### Exercise data:
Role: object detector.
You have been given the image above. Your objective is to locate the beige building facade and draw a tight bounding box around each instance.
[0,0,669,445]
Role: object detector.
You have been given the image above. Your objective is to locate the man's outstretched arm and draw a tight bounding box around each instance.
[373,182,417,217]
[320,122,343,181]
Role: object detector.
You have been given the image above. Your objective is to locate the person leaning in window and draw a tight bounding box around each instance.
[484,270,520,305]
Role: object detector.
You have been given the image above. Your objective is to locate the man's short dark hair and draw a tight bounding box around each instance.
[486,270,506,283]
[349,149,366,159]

---

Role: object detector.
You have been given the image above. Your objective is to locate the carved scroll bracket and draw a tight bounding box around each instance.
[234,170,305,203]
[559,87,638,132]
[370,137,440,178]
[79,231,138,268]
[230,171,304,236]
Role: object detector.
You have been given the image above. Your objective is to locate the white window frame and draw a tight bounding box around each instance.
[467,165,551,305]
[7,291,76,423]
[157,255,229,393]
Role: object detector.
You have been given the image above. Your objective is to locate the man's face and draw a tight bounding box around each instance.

* * *

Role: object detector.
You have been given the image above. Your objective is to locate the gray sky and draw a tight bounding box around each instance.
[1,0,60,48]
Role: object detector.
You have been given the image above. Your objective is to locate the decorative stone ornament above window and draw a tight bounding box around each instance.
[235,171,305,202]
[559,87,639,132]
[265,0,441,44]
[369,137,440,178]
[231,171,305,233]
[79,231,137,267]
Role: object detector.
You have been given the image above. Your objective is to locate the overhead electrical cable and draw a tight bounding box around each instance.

### Brief:
Starting at the line that contains "locate the carved" and stopping after the line that contains "the man's face", write out every line exactly as it appears above, and no other line.

### Written answer:
You have been given the image above. Your objective is to locate the carved scroll bracket and draw a tight bounding box around each instance.
[234,170,305,203]
[559,87,638,132]
[370,137,440,178]
[79,231,138,268]
[230,171,304,236]
Role: object detector.
You have been given the image above. Your objective is to locate the white window frame and draw a tight bounding box around each instance.
[467,165,551,305]
[7,291,76,423]
[157,255,229,393]
Role: object detector.
You have been given the image above. Your objective is to locate the man's face and draw a tight bounding box around each instance.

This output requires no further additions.